• **Task directions**: A stretch of the entries below is to be set down exactly, running from the line with "Indicate the window glass" through the line with "[(73, 120), (45, 3)]", both included, and no other line.

Extracted data Block Start

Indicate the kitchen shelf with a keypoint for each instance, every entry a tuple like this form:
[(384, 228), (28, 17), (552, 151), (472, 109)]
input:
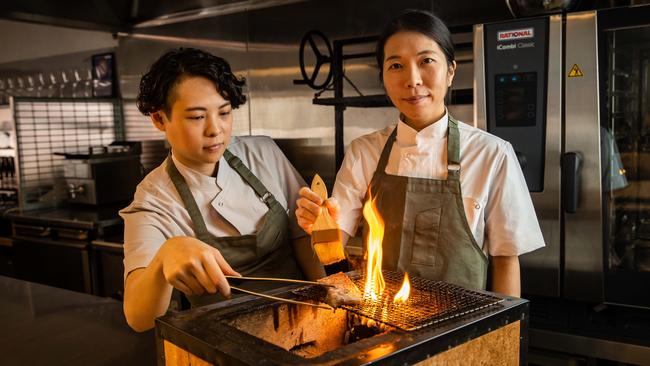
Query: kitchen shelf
[(458, 96)]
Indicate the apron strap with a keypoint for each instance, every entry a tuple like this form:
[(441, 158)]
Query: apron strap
[(453, 147), (188, 199), (250, 178), (385, 153)]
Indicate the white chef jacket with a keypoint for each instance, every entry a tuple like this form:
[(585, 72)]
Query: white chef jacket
[(229, 205), (496, 200)]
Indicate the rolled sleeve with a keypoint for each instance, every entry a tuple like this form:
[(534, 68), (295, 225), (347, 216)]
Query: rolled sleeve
[(290, 183), (143, 237), (511, 223), (350, 188)]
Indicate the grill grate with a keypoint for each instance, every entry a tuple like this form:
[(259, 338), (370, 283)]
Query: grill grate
[(430, 302)]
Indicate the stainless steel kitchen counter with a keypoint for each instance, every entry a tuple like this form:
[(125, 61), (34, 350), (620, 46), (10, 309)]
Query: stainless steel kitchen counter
[(42, 325)]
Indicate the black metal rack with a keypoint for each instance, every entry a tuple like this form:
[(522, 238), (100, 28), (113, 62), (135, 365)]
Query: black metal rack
[(341, 102)]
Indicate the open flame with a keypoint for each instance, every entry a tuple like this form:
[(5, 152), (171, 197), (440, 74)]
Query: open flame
[(403, 294), (374, 278)]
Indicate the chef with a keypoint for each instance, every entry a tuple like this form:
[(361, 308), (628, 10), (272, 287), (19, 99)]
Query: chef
[(452, 197), (218, 205)]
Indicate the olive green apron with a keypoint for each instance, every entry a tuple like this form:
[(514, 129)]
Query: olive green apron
[(426, 232), (265, 254)]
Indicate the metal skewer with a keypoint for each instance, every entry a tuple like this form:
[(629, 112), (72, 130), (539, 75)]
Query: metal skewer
[(279, 280), (322, 306)]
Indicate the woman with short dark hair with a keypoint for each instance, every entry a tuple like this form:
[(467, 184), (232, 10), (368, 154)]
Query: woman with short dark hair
[(217, 205), (451, 196)]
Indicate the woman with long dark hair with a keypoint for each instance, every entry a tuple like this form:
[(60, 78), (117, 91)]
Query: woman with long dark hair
[(452, 197)]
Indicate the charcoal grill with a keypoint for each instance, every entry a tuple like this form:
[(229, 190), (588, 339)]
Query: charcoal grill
[(430, 302), (440, 322)]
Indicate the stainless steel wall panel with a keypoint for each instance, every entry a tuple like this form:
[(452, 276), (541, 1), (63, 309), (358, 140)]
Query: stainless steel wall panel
[(480, 114), (583, 278)]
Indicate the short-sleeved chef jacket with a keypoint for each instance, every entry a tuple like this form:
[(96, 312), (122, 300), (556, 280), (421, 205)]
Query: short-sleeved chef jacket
[(496, 200), (229, 205)]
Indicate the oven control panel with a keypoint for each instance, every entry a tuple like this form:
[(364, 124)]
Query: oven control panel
[(515, 77)]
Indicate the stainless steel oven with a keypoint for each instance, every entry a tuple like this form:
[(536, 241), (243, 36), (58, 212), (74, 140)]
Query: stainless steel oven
[(571, 92)]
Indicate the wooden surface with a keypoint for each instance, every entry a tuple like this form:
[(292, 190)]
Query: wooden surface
[(497, 348), (177, 356)]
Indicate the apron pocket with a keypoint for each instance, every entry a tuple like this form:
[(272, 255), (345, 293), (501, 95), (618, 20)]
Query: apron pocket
[(425, 237)]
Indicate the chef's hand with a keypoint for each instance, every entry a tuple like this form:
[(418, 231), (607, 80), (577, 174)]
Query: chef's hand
[(194, 267), (309, 207)]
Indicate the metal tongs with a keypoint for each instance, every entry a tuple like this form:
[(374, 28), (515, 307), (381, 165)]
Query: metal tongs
[(322, 306)]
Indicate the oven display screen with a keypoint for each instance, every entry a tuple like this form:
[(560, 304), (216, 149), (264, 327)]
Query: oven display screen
[(516, 99)]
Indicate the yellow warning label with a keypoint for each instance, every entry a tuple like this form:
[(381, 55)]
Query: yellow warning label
[(575, 71)]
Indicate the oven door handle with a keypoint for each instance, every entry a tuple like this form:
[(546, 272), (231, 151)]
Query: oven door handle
[(571, 167)]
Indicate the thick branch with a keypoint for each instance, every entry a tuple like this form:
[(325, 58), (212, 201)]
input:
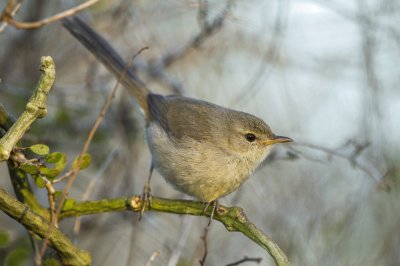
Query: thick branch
[(35, 108), (70, 255), (233, 218)]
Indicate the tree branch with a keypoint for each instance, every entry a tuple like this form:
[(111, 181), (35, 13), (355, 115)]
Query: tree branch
[(69, 254), (35, 108), (233, 218)]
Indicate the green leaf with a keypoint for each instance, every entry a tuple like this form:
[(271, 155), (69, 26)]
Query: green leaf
[(54, 157), (85, 161), (59, 160), (58, 194), (29, 168), (50, 173), (16, 257), (40, 149), (39, 181), (4, 238)]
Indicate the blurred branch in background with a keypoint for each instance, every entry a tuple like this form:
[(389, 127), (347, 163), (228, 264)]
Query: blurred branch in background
[(315, 69), (9, 12)]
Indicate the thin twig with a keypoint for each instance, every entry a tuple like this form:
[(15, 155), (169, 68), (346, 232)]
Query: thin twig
[(35, 109), (90, 187), (152, 258), (56, 17), (204, 238), (69, 254), (86, 147), (9, 11), (352, 157), (245, 259)]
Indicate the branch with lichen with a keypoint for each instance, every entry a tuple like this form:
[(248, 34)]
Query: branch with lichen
[(233, 218), (35, 109), (69, 254)]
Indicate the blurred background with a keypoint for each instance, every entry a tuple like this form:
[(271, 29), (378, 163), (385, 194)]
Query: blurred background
[(322, 72)]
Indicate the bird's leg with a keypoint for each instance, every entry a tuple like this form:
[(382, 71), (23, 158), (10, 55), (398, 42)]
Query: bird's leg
[(214, 207), (146, 195)]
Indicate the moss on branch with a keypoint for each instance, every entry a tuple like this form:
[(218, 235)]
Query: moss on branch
[(35, 108), (233, 218)]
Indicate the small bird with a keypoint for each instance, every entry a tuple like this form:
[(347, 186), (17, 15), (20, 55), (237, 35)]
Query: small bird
[(202, 149)]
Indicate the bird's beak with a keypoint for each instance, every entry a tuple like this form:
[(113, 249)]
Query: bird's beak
[(277, 139)]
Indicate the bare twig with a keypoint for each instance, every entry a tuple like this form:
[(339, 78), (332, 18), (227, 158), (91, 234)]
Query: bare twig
[(54, 18), (9, 11), (245, 259), (86, 147), (204, 238), (268, 59), (352, 157), (35, 109)]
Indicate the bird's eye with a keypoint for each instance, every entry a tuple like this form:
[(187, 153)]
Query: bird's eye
[(250, 137)]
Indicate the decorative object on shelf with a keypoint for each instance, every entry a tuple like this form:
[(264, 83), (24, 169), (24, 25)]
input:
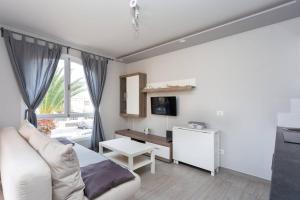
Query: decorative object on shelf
[(197, 125), (135, 13), (170, 86), (147, 131)]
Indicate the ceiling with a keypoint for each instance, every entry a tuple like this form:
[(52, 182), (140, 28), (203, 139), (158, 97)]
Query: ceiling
[(104, 26)]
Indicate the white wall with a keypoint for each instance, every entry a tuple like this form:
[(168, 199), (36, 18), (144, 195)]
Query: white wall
[(12, 108), (250, 76)]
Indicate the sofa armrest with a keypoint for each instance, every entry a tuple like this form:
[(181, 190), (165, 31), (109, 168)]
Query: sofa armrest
[(24, 174)]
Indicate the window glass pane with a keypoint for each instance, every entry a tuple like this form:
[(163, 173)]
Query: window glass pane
[(79, 94), (53, 102), (77, 129)]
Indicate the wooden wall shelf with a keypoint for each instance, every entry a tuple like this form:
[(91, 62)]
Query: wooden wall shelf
[(168, 89)]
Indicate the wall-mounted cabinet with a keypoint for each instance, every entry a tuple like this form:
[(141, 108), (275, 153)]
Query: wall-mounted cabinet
[(132, 99)]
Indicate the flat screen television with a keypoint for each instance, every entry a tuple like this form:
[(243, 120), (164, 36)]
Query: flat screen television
[(164, 106)]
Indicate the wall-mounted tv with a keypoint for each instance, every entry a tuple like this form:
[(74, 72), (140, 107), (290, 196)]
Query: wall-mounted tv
[(164, 106)]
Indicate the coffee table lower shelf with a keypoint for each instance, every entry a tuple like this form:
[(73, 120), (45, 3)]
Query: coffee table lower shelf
[(138, 161)]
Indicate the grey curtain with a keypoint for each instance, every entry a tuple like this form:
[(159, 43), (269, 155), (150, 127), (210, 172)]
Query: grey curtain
[(95, 69), (34, 63)]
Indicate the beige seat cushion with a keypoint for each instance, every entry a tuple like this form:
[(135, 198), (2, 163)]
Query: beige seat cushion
[(27, 129), (67, 183)]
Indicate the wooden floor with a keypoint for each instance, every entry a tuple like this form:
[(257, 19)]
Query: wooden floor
[(182, 182)]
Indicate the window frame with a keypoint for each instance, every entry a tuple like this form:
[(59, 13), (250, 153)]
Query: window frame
[(67, 91)]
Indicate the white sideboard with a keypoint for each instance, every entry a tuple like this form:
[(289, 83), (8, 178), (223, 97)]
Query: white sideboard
[(199, 148)]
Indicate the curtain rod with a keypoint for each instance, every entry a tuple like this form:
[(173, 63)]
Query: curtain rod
[(67, 47)]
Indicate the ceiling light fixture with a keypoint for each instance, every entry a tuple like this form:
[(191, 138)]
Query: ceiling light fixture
[(135, 13)]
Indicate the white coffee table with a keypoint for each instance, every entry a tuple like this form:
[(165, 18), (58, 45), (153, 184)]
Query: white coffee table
[(129, 153)]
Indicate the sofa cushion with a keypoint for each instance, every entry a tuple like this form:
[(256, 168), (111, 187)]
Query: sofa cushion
[(27, 129), (64, 165), (24, 174)]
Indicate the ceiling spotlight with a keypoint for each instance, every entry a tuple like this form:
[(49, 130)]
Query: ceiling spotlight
[(135, 13), (133, 3)]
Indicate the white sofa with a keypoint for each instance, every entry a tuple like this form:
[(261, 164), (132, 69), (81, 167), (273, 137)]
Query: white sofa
[(26, 176)]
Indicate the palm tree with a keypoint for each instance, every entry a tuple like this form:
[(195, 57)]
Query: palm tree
[(53, 102)]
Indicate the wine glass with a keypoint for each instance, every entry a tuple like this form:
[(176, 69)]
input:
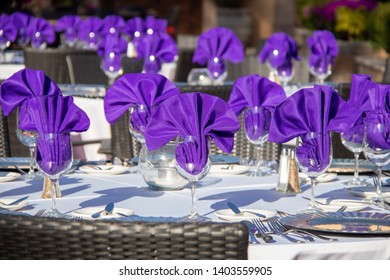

Extracted data Block End

• **Reply to the exercise**:
Indicate the window glass pane with a keypoint for each instance, every entry a tuple like this form:
[(163, 173)]
Query: window glass pane
[(79, 94), (53, 102), (77, 129)]
Indicate the wooden wall shelf with a keypoint for each instance, every entry a tuple like this form:
[(91, 62)]
Query: wooden wall shelf
[(168, 89)]
Indicate the wall-mounted cabinet with a keypoint for each instance, every entry a tuple like this form:
[(141, 108), (275, 153)]
Query: wall-mounted cabinet
[(132, 99)]
Indicate the flat screen television with a keypoint for each instance, every entry a tuple like this form:
[(243, 120), (164, 36)]
Query: flat screen television
[(164, 106)]
Indicate the wall-mounted tv with a keypoint for each instance, every entry a tuple like this form:
[(74, 72), (140, 107), (290, 196)]
Query: wall-mounted tv
[(164, 106)]
Indicate the coffee table lower shelf with a keypoint for each instance, every entry a tuple like this form:
[(73, 120), (45, 3)]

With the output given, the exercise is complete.